SOURCE EXCERPT
**********

Silence, pyright! Or taste bloody steel. ⚔️

[tlambert03]

hooray! Thanks for all the comments and tips... Even though you generously merged anyway, I'll follow up with some improvements based on these suggestions

[leycec]

You're most welcome – and thanks yet again for this Big Bump to @beartype. 🤗

Please punch my avatar if I accidentally stomp on your parallel efforts, but I'll be massaging the beartype.math subpackage myself a heap tonight. Priorities include:

• ✔️ [done] Renaming beartype.math. N-n-now... hear me out here. I came up with a ludicrous acronym and we're going to have to learn to live with it: the Decidedly Object-Orientedly Recursive (DOOR) API. Or, beartype.door for short. Open the door to a whole new type-hinting world, everyone. 🚪
• ✔️ [done] Moving beartype_test.test_is_subtype somewhere deeper and more secretive in the creaky bowels of our test suite. More on that as I do something. Update: I did something. beartype_test.test_is_subtype now resides at beartype_test.a00_unit.a60_api.door.test_door forevermore. ^{...quoth the raven.}
• Restoring beartype_test.test_is_subtype to a semblance of worky under Python < 3.9. This day, all test failures die. (Yes, that was a mandatory oblique reference to This Day All Gods Die, the greatest final book and greatest book title of any scifi series evar – or our Maine Coon will eat my hat.)

**********

EXERCISE OBJECTIVE
Please say whether each statement agrees with the beartype thread, answering yes or no and quoting the deciding words: (a) The beartype.math subpackage gets the short name beartype.door. (b) The test file beartype_test.test_is_subtype is moved to beartype_test.a00_unit.a60_api.door.test_door. (c) tlambert03 says the changes were not merged. The records have no connection to the text above.

Location identification items:
**********

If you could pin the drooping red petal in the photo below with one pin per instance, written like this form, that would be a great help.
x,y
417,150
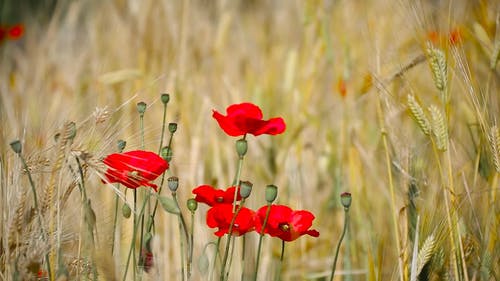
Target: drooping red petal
x,y
134,168
228,125
246,109
273,126
211,196
220,216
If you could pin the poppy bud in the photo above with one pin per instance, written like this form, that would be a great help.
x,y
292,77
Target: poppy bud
x,y
166,153
165,98
345,199
173,183
71,130
241,147
121,145
245,189
172,127
141,108
16,146
126,211
271,193
192,204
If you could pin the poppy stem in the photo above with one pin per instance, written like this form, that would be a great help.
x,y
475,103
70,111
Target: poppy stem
x,y
280,265
115,220
134,234
182,230
217,244
346,222
163,126
268,211
228,243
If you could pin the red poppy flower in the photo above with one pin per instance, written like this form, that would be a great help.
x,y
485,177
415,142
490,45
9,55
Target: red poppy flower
x,y
16,31
3,33
212,196
285,223
220,216
134,168
146,259
246,118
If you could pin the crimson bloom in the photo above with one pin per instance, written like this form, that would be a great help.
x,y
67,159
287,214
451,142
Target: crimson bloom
x,y
246,118
212,196
134,168
16,31
285,223
220,216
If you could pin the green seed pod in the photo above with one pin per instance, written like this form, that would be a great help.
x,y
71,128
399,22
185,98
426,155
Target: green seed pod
x,y
192,205
172,127
173,183
71,130
141,108
166,153
271,193
241,147
16,146
126,211
245,189
165,98
345,199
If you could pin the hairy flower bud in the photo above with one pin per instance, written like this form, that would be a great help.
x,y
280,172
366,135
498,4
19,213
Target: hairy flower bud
x,y
345,199
271,193
173,183
141,108
192,204
165,98
241,147
16,146
121,145
172,127
245,189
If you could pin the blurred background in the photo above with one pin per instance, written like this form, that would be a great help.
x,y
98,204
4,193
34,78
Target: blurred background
x,y
338,72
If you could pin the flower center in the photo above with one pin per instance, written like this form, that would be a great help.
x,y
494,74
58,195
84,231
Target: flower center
x,y
134,175
284,227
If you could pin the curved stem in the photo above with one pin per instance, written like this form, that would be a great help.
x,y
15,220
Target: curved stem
x,y
346,222
229,236
268,211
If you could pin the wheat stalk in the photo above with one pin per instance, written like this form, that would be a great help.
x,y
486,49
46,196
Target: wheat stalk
x,y
439,69
419,115
494,140
425,253
439,128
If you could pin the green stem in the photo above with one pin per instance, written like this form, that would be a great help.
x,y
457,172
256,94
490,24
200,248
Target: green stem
x,y
280,266
346,221
181,249
115,220
243,246
182,230
132,245
268,211
163,127
217,244
191,243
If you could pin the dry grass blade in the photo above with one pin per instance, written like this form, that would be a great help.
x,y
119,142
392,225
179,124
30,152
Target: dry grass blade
x,y
419,115
439,69
425,253
494,140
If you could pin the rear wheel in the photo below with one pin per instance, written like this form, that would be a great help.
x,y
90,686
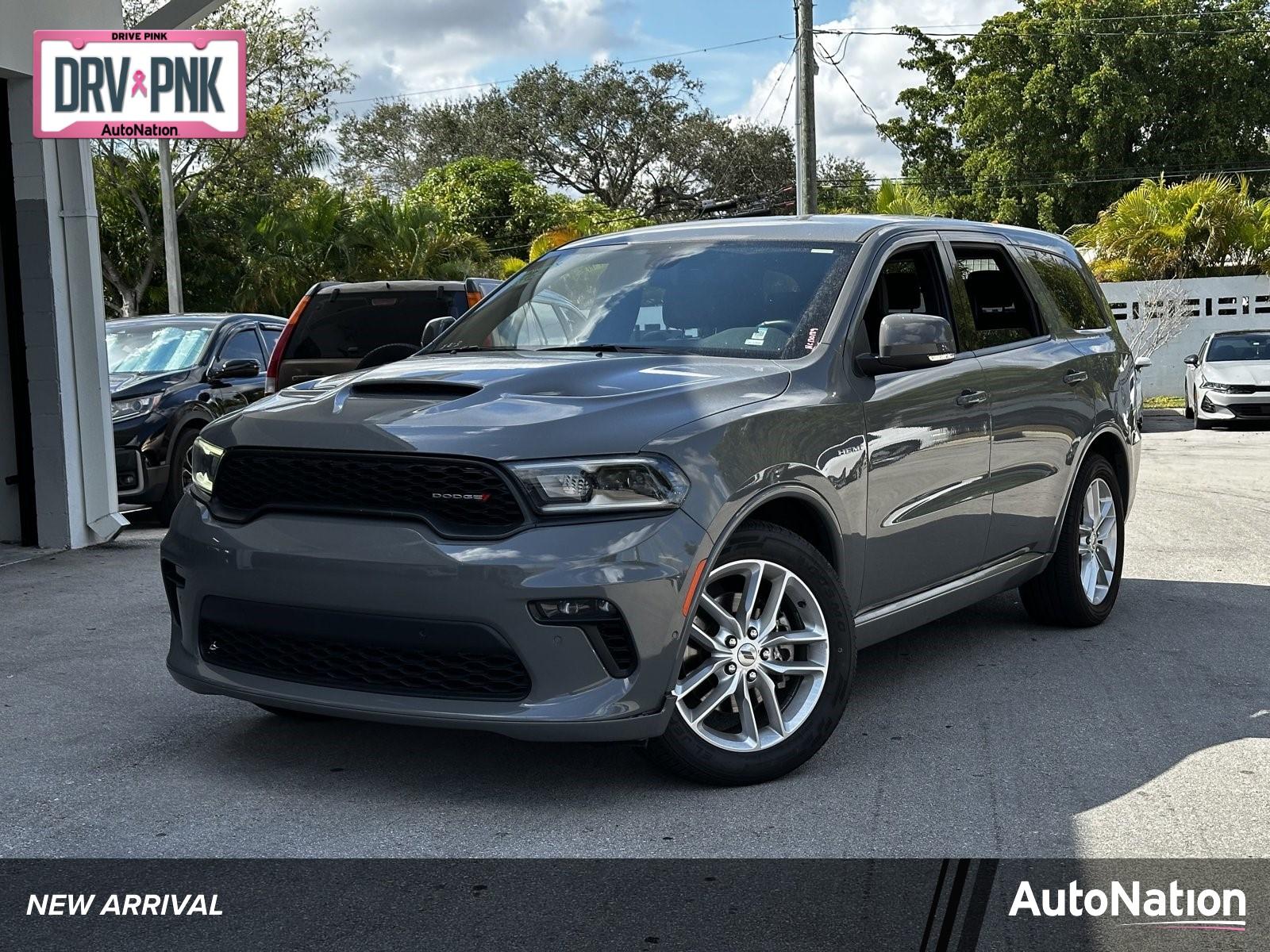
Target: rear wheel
x,y
768,666
1080,585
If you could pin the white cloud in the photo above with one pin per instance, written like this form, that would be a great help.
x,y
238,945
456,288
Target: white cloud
x,y
400,46
872,63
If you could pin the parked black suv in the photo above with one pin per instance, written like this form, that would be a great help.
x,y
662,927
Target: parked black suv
x,y
344,327
171,374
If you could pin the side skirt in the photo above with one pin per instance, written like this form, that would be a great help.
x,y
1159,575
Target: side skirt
x,y
887,621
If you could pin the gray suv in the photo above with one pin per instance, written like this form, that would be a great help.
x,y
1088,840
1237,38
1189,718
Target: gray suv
x,y
660,486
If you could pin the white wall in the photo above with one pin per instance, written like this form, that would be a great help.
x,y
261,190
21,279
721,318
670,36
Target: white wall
x,y
19,19
1210,305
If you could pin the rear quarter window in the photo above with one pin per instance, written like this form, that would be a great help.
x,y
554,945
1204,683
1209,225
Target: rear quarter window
x,y
1076,304
352,324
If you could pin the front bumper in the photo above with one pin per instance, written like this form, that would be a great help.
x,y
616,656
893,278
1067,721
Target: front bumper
x,y
1229,408
402,570
141,460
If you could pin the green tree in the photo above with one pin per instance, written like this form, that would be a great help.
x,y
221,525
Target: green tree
x,y
1048,112
395,144
292,247
629,139
1203,228
495,198
845,186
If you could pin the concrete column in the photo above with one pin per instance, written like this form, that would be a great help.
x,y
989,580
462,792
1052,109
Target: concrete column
x,y
64,321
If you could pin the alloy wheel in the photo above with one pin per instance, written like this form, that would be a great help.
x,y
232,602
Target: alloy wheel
x,y
757,657
1099,541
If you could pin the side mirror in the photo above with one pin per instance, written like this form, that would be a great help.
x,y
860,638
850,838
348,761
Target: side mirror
x,y
235,370
910,342
435,328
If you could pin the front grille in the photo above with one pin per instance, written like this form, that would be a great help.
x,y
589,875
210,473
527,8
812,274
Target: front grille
x,y
461,498
379,654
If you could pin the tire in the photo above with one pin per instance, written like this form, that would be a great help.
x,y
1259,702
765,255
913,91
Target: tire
x,y
812,631
287,714
1060,596
175,488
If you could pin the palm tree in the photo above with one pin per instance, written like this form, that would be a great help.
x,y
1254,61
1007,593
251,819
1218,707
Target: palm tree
x,y
1200,228
899,198
294,247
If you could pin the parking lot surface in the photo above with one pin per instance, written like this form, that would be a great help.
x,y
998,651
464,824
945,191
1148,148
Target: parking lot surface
x,y
977,735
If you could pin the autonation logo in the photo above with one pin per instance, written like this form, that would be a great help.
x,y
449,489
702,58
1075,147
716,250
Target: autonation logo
x,y
1174,908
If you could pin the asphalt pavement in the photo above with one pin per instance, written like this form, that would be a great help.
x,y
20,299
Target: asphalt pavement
x,y
977,735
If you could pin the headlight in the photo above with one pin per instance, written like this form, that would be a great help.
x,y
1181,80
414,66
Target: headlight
x,y
602,486
133,406
1227,387
203,460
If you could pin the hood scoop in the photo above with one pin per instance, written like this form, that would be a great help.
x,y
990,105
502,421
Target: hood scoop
x,y
412,390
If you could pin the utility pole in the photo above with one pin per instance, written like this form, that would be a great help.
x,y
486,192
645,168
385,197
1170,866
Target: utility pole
x,y
171,251
804,117
175,14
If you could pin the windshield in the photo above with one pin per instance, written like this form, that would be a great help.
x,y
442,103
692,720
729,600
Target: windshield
x,y
1242,347
723,298
156,348
352,324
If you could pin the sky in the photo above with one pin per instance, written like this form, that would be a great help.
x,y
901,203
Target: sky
x,y
421,46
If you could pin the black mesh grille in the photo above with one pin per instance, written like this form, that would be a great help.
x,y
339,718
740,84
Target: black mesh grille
x,y
456,497
361,653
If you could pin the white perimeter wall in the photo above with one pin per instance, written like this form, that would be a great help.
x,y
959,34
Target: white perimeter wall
x,y
1212,304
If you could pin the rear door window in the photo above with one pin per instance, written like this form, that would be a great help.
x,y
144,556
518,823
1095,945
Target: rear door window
x,y
271,338
1076,305
352,324
1001,309
244,346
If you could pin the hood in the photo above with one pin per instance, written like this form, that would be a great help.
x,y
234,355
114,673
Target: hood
x,y
1249,372
125,385
508,405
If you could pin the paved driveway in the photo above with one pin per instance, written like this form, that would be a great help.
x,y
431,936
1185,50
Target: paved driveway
x,y
977,735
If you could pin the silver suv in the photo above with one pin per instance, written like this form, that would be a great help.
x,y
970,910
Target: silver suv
x,y
660,486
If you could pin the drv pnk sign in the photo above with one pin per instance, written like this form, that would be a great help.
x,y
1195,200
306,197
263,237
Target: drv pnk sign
x,y
140,84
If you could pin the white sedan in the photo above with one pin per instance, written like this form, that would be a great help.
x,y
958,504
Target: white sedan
x,y
1229,380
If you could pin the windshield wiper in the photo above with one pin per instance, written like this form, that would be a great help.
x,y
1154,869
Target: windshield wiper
x,y
465,349
609,348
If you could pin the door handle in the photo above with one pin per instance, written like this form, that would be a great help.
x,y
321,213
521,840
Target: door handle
x,y
969,397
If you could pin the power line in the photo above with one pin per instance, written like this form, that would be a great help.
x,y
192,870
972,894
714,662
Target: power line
x,y
567,73
779,78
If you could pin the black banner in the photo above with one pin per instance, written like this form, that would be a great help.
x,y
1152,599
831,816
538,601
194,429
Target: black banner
x,y
925,905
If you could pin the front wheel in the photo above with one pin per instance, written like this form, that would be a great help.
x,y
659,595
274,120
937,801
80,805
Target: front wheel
x,y
768,666
1080,585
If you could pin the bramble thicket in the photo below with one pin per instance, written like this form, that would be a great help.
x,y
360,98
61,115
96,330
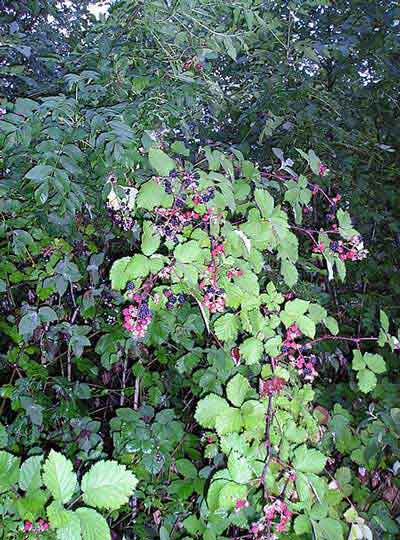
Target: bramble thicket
x,y
199,268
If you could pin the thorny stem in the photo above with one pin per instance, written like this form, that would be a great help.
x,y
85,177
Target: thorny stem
x,y
268,420
357,341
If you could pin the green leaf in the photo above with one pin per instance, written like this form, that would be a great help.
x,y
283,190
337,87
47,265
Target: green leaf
x,y
366,380
265,202
226,327
129,268
150,239
118,273
93,525
332,325
230,48
375,362
289,272
58,516
108,485
307,326
39,172
237,389
329,528
160,162
230,493
188,252
28,324
384,320
9,470
230,421
302,525
152,195
309,460
209,408
193,525
239,469
179,148
31,506
29,475
186,468
251,350
358,360
72,529
58,477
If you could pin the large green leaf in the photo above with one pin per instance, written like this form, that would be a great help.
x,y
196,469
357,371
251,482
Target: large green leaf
x,y
226,327
162,163
237,389
29,475
209,408
108,485
93,525
9,470
58,477
309,460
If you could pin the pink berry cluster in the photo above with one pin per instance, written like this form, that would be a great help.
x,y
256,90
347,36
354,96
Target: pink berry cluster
x,y
137,317
352,251
240,504
271,386
304,363
174,220
40,526
277,510
121,216
213,298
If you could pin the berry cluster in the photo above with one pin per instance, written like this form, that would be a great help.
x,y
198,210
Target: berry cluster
x,y
203,197
40,526
121,215
213,298
304,363
353,251
278,509
172,299
271,386
137,317
174,220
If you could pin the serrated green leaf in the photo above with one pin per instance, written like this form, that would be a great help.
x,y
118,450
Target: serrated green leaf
x,y
9,470
93,525
239,468
152,195
237,389
307,326
366,380
108,485
332,325
188,252
58,516
251,350
150,239
265,202
209,408
229,421
160,162
309,460
289,272
29,475
375,362
230,493
58,477
226,327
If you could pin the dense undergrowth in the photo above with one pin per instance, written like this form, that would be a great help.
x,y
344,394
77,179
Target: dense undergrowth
x,y
199,270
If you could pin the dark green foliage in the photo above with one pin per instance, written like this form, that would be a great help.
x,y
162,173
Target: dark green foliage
x,y
94,118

**********

FULL OUTPUT
(a) Yes: "Or, beartype.door for short."
(b) Yes: "beartype_test.test_is_subtype now resides at beartype_test.a00_unit.a60_api.door.test_door forevermore."
(c) No: "Even though you generously merged anyway"